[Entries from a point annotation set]
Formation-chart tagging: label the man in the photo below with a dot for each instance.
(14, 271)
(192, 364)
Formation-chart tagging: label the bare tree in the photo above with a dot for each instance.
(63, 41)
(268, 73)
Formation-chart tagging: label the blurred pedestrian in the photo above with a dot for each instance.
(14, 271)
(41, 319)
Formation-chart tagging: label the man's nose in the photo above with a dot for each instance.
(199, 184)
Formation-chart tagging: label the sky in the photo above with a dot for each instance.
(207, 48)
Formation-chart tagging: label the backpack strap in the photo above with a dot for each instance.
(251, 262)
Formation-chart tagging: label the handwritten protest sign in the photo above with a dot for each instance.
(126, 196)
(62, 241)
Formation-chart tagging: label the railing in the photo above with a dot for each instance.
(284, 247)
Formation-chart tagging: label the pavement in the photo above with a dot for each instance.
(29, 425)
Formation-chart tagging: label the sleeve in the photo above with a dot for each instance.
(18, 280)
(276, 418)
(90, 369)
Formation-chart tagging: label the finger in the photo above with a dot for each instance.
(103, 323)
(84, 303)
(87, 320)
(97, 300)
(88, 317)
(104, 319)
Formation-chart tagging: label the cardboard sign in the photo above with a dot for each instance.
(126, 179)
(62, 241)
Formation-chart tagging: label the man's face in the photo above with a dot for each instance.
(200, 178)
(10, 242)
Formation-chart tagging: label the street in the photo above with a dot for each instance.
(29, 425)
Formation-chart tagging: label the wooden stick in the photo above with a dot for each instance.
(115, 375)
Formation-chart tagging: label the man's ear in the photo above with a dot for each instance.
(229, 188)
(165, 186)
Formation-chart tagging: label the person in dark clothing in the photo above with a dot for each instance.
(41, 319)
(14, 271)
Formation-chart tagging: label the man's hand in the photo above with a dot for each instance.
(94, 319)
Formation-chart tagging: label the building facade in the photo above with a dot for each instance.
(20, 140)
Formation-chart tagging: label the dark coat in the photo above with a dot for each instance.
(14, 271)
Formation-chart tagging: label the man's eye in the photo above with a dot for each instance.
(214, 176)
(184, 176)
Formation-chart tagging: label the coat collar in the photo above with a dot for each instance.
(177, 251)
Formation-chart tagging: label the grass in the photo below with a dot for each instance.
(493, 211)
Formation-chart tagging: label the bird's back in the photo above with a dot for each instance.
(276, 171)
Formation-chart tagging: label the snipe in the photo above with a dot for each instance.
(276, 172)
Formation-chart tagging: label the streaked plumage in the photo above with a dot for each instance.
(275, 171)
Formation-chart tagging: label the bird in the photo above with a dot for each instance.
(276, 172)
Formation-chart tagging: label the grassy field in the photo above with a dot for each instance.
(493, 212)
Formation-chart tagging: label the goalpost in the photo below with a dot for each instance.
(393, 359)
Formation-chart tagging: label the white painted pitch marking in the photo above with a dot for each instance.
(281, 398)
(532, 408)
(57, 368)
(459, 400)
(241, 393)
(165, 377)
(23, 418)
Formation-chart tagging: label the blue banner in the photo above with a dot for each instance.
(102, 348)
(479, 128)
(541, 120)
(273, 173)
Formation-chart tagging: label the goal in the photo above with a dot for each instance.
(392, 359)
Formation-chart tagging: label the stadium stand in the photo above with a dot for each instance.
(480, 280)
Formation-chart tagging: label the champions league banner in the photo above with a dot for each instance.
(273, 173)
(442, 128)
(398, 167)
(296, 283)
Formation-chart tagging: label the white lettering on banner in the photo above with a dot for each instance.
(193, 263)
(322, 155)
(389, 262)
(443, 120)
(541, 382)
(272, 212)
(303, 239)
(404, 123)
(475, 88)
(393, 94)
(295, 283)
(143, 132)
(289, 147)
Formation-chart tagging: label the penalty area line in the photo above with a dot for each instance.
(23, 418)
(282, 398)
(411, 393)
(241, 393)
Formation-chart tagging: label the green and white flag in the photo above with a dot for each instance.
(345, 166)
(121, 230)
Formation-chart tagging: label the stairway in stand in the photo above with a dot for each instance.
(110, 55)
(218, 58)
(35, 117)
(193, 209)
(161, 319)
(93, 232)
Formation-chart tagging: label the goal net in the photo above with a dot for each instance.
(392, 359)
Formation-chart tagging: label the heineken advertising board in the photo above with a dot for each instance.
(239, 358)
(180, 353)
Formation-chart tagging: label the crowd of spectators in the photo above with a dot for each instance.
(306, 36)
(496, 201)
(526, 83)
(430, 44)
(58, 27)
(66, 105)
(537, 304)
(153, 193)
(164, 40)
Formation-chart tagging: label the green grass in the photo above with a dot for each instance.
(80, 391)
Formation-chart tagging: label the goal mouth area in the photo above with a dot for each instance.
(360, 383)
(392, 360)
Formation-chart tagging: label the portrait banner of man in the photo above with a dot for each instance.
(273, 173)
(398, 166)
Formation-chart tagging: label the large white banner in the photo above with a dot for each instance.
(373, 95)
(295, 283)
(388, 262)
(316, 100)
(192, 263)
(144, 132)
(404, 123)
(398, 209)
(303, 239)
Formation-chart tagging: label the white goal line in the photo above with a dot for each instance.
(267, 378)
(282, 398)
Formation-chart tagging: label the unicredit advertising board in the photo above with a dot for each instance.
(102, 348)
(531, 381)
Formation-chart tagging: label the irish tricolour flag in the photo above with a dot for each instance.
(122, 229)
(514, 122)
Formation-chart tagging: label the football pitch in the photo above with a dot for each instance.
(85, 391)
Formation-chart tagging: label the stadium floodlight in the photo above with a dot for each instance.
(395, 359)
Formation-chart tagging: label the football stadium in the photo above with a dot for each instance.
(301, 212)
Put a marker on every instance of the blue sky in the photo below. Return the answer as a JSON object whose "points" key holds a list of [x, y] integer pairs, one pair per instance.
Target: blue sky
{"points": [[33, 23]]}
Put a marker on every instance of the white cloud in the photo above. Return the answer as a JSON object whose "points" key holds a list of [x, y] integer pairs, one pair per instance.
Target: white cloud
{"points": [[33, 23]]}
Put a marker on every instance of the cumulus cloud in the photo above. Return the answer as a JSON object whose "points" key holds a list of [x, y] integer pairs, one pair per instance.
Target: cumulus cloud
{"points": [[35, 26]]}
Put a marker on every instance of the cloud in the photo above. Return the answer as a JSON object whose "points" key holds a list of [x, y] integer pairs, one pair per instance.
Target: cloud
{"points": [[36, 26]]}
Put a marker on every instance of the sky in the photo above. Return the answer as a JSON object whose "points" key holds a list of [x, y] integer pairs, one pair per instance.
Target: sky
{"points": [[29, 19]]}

▶ [What this task involves] Rewrite every line of the records from the line holding "Put a marker on every instance of the cloud" through the end of the records, inclusive, keeping the requests as they are. Raise each coordinate in the answers by 71.

▶ [Solution for this task]
Put a marker on every instance of the cloud in the photo above. Return the answer as a JSON object whose "points" key holds a list of [x, y] integer pairs, one pair per instance.
Target: cloud
{"points": [[107, 97]]}
Put a marker on every instance of the sky in the photo above. Return the answer as a JSON object whose "points" key holds a list of [x, y] integer pairs, one pair per instance.
Target: sky
{"points": [[100, 90]]}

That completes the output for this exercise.